● STATED PROBLEM
Please change "Mark a point on" to "Place a dot on" throughout all the rows below, keeping everything else the same, and leave the pictures out of your answer.

● DATA IN THIS EXERCISE
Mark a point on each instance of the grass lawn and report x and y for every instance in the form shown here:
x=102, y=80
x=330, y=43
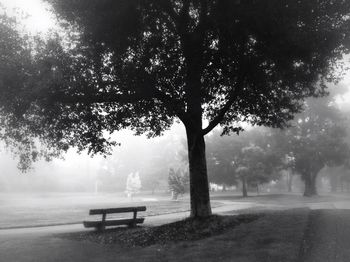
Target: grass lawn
x=268, y=237
x=25, y=210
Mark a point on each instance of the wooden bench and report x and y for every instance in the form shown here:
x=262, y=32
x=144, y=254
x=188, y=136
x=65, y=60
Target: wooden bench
x=100, y=225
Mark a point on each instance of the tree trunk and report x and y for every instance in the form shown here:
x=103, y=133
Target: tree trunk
x=244, y=187
x=199, y=186
x=310, y=185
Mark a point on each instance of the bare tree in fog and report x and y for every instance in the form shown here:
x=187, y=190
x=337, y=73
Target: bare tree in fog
x=316, y=139
x=142, y=64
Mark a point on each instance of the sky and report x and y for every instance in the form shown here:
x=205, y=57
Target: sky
x=39, y=18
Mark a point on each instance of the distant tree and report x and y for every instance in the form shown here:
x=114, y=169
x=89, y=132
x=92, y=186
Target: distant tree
x=255, y=166
x=316, y=138
x=141, y=64
x=178, y=182
x=247, y=158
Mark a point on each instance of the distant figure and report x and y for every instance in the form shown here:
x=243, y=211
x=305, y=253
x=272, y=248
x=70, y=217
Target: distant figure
x=133, y=184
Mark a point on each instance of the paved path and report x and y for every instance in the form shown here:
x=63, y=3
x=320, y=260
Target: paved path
x=327, y=237
x=43, y=244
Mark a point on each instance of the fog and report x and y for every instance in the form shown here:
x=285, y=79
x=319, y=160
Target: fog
x=152, y=158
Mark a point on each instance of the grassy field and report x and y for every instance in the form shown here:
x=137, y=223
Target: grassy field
x=273, y=237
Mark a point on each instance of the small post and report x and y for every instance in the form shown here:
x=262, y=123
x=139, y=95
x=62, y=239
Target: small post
x=103, y=221
x=133, y=224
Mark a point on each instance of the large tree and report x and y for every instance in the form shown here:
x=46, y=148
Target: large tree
x=140, y=64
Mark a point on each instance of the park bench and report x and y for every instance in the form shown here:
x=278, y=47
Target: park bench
x=100, y=225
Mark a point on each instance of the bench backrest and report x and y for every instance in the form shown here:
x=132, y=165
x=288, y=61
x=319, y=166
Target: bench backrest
x=116, y=210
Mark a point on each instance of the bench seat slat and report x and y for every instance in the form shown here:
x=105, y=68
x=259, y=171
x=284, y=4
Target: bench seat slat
x=116, y=210
x=113, y=222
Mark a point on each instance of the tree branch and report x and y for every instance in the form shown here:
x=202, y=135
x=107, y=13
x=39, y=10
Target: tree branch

● RESULT OF THE TASK
Place a dot on each instance of the grass lawn and report x and y for every instance in the form shown here:
x=102, y=80
x=330, y=43
Target: grass lawn
x=268, y=237
x=25, y=210
Place a dot on each instance of the wooden bench and report x and y for every instance in the form shown here:
x=262, y=32
x=144, y=254
x=188, y=136
x=65, y=60
Target: wooden bench
x=100, y=225
Place a dot on each instance of the tree trunk and report x and y for every instance in the form shown here:
x=103, y=133
Target: tree trunk
x=244, y=187
x=199, y=186
x=310, y=185
Place a dot on each instance of the bare tree in fog and report x and y for every instance in the form shown here:
x=187, y=190
x=337, y=73
Target: bare tree in fog
x=316, y=139
x=142, y=64
Place a dot on each instance of the sky and report x and y for every instance in the form shown here:
x=205, y=57
Target: sky
x=39, y=18
Place a dot on each instance of the distant tree and report x and y for every instance in the form shown here:
x=114, y=169
x=89, y=132
x=92, y=186
Target: distant tree
x=255, y=166
x=316, y=138
x=141, y=64
x=178, y=182
x=247, y=158
Place a dot on each instance of the distant figure and report x and y for every instance in the form shown here:
x=243, y=211
x=305, y=253
x=272, y=248
x=70, y=217
Target: distant figure
x=133, y=184
Place a dot on each instance of the paved path and report x and y for every instance in the form shown here:
x=63, y=3
x=320, y=260
Target: paved path
x=327, y=237
x=43, y=244
Place a dot on each instance of the fog and report x and y for every instance in the form shown here:
x=285, y=79
x=319, y=160
Target: fog
x=152, y=158
Place a dot on each instance of the grassy field and report x and y for every instance in the form shown here:
x=137, y=223
Target: grassy field
x=273, y=237
Place a dot on each instance of the small post and report x and y for every instance in the form shown here:
x=262, y=123
x=139, y=95
x=62, y=239
Target: small post
x=103, y=221
x=133, y=224
Place a dot on each instance of the large tree and report x and y for every instance in the form shown here:
x=46, y=148
Target: large tree
x=140, y=64
Place a dot on each instance of the park bench and report x and y for every instance in the form shown here:
x=278, y=47
Target: park bench
x=100, y=225
Place a dot on each instance of the bench backrest and report x and y for every instance in the form shown here:
x=132, y=165
x=288, y=61
x=319, y=166
Target: bench backrest
x=116, y=210
Place a dot on each instance of the bench seat slat and report x and y for every instance in the form shown here:
x=105, y=68
x=259, y=171
x=284, y=4
Target: bench seat slat
x=116, y=210
x=113, y=222
Place a dot on each instance of the tree branch and report x and y for every instance in the form shown here:
x=202, y=135
x=107, y=13
x=39, y=10
Target: tree branch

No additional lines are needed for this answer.